----- Dataset entries

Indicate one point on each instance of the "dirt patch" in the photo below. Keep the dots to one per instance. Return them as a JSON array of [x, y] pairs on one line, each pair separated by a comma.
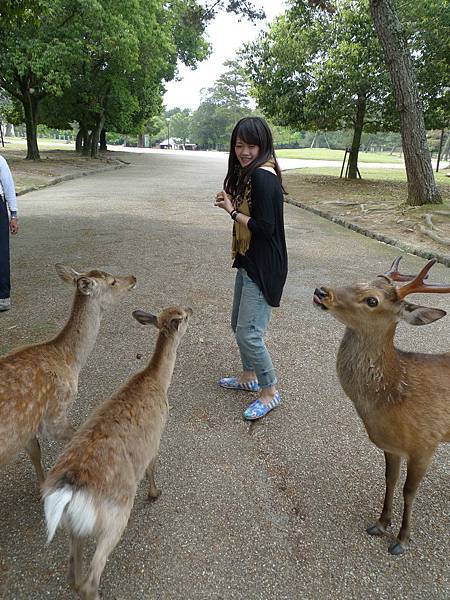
[[54, 166], [377, 208]]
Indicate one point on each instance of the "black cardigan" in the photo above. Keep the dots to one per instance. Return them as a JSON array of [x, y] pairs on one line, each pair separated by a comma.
[[266, 259]]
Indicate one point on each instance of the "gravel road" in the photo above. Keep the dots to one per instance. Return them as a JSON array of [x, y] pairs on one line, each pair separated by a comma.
[[273, 510]]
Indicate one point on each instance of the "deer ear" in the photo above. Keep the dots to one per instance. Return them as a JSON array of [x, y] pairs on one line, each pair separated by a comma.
[[420, 315], [86, 285], [145, 318], [67, 274], [175, 323]]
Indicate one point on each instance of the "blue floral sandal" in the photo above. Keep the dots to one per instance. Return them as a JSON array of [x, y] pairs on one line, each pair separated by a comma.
[[233, 383], [258, 409]]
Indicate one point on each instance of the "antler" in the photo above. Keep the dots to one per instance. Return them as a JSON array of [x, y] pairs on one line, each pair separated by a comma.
[[393, 273], [417, 285]]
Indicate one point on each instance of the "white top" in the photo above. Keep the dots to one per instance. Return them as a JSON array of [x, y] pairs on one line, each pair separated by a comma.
[[7, 185]]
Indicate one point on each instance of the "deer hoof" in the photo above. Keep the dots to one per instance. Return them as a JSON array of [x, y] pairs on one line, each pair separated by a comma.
[[154, 495], [376, 529], [396, 549]]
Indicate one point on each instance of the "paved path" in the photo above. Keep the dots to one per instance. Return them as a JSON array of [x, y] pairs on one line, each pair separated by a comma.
[[271, 511]]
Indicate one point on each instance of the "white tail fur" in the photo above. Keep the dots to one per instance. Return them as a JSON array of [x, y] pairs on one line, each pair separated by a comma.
[[109, 455], [80, 515]]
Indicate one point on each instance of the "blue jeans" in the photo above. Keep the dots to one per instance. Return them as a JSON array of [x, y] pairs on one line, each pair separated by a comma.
[[249, 320]]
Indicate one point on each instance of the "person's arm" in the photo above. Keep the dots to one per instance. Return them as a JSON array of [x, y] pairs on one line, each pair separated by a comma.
[[10, 194], [264, 199], [223, 200]]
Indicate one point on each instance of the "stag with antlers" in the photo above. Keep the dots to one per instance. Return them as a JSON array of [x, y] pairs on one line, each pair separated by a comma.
[[403, 398]]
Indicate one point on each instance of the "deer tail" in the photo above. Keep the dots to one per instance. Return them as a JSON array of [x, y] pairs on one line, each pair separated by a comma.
[[74, 508]]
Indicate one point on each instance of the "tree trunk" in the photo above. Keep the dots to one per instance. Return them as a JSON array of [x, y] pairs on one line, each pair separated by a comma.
[[95, 136], [357, 133], [79, 141], [30, 105], [422, 187], [103, 145]]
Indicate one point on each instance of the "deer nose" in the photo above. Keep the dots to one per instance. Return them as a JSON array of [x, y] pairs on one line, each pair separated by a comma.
[[320, 293]]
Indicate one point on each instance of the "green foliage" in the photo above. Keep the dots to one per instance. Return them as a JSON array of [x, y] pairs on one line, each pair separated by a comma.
[[222, 106], [311, 66], [427, 29]]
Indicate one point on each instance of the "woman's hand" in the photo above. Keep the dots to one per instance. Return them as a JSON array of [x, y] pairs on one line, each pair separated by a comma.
[[14, 226], [223, 200]]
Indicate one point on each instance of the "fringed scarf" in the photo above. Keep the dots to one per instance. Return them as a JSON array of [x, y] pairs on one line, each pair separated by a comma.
[[243, 203]]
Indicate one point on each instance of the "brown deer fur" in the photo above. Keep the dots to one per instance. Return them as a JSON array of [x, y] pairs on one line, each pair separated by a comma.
[[403, 398], [92, 486], [38, 383]]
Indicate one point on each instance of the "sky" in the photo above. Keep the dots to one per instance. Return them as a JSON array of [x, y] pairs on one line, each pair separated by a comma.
[[226, 36]]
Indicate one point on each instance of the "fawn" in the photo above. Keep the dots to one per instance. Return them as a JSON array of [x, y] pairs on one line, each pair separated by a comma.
[[403, 398], [91, 488], [39, 382]]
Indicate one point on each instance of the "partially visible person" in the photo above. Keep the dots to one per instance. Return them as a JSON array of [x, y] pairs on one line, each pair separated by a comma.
[[253, 197], [8, 224]]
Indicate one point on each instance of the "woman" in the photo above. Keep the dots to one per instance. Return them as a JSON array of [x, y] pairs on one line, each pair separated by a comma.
[[253, 197], [8, 224]]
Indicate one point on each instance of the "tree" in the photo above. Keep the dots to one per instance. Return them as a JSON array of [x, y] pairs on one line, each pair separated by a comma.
[[37, 52], [222, 106], [180, 124], [319, 70], [110, 75], [422, 187]]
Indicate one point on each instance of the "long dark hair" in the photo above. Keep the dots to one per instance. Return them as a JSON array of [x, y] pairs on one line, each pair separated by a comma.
[[251, 130]]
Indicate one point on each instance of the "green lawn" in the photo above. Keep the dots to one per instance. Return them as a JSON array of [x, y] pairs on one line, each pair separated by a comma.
[[326, 154], [371, 174], [43, 144]]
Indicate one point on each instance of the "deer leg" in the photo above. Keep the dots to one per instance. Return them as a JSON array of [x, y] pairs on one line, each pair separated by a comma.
[[34, 452], [416, 470], [392, 473], [107, 541], [153, 491], [75, 570]]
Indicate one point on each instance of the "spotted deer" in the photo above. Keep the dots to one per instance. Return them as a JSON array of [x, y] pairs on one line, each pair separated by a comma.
[[91, 488], [39, 382], [403, 398]]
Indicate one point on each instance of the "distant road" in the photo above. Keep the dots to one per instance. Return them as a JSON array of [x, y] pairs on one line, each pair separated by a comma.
[[285, 163]]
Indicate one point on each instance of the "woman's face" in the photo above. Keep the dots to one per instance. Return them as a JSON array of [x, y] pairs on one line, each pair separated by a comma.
[[245, 153]]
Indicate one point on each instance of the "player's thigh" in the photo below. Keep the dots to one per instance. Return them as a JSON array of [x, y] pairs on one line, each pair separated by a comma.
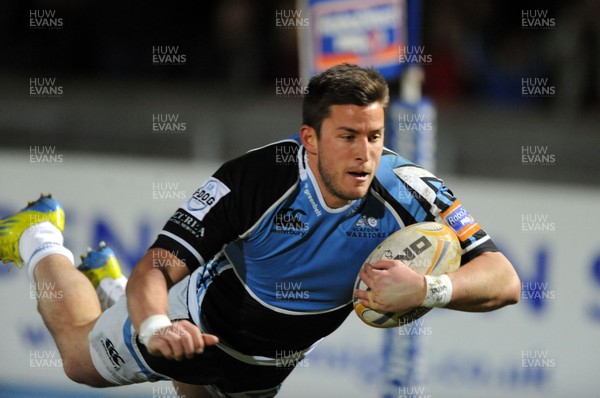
[[191, 390], [77, 359]]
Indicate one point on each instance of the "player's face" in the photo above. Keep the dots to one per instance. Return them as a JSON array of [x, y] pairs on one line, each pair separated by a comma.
[[348, 152]]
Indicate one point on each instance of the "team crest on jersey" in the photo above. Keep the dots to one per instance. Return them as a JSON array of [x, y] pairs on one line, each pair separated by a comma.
[[206, 197], [366, 227], [290, 221]]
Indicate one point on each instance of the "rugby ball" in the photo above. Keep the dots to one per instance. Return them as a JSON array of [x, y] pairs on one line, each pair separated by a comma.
[[430, 248]]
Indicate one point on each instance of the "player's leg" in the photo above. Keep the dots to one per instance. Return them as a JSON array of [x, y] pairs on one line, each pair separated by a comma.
[[33, 237], [191, 390], [71, 318]]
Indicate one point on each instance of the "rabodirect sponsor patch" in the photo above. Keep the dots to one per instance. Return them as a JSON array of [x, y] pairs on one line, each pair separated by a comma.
[[459, 219], [206, 197]]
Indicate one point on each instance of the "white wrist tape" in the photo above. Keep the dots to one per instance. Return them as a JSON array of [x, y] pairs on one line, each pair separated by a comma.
[[151, 325], [439, 291]]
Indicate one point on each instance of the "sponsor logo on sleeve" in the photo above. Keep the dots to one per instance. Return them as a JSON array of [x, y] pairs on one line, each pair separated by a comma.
[[205, 197], [459, 219]]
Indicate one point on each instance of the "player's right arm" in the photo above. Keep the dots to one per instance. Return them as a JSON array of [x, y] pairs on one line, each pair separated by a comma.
[[147, 299]]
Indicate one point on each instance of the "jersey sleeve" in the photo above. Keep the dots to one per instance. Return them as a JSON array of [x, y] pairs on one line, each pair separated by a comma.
[[226, 205], [430, 200]]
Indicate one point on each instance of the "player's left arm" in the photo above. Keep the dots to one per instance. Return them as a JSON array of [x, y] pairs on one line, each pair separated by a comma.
[[485, 283]]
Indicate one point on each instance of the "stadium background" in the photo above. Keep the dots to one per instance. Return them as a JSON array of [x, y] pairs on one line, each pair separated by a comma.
[[95, 147]]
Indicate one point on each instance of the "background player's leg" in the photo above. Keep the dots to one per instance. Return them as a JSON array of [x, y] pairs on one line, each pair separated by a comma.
[[191, 390], [71, 317]]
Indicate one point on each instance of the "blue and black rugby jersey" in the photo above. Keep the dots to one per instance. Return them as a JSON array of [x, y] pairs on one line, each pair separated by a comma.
[[286, 262]]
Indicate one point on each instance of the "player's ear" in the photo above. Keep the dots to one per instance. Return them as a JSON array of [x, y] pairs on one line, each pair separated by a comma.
[[308, 135]]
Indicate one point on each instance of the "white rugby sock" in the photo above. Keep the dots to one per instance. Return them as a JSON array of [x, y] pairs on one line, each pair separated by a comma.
[[40, 241]]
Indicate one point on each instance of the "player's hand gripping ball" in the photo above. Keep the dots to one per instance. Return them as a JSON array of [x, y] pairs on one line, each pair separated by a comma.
[[429, 248]]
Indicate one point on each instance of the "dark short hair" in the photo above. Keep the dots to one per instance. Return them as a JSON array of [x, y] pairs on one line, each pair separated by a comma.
[[343, 84]]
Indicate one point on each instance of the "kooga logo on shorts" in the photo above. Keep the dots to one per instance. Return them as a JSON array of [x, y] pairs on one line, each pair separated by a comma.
[[206, 197]]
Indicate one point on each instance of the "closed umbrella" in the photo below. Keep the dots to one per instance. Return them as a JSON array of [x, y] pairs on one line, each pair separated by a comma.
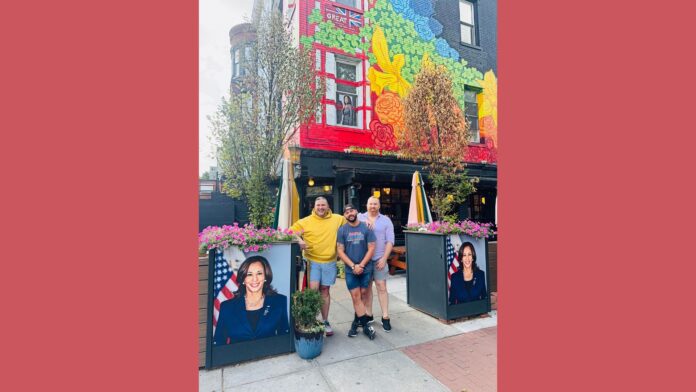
[[419, 210], [288, 204]]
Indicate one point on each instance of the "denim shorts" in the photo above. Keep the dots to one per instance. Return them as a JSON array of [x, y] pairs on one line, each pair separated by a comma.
[[380, 274], [363, 280], [324, 273]]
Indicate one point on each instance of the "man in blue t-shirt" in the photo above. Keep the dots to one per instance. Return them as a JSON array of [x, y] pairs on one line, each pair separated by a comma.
[[356, 245]]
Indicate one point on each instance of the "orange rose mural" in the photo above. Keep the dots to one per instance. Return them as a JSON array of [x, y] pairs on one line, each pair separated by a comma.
[[390, 110]]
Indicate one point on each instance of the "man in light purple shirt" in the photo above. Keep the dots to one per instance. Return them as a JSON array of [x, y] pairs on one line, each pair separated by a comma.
[[384, 231]]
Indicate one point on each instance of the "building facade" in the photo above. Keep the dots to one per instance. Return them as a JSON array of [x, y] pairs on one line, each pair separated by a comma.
[[369, 51]]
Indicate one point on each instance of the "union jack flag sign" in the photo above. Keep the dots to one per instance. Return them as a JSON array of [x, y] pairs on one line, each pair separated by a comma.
[[343, 17]]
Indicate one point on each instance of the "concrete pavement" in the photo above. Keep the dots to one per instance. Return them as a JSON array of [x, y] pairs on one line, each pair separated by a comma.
[[420, 354]]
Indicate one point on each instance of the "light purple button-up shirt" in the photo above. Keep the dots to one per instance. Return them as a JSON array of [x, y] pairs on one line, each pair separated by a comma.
[[384, 231]]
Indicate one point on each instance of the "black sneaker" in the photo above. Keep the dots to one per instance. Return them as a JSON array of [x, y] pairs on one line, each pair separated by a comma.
[[328, 329], [353, 332], [386, 325], [369, 331]]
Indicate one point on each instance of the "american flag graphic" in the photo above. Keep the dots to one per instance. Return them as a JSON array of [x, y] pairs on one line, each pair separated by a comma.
[[224, 284], [451, 258]]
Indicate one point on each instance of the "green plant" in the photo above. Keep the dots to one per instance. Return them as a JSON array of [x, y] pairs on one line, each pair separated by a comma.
[[437, 132], [305, 307], [279, 91]]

----------

__Your task__. Pull out every line above that contains the word "background", and copy each one unchanged.

__Result of the task__.
Indicate one point on each instance of the "stadium background" in the photo above. Keep the dots to one per instance. Return them as a JSON array of [x, y] pairs on one line, each pair separated by a comma.
Indicate one point on each instance of the "background player's leg" in the photo above. Keep the dots to one per instance. Return them as a JSON array of [x, y] pairs on one line, each pair separated by a comma.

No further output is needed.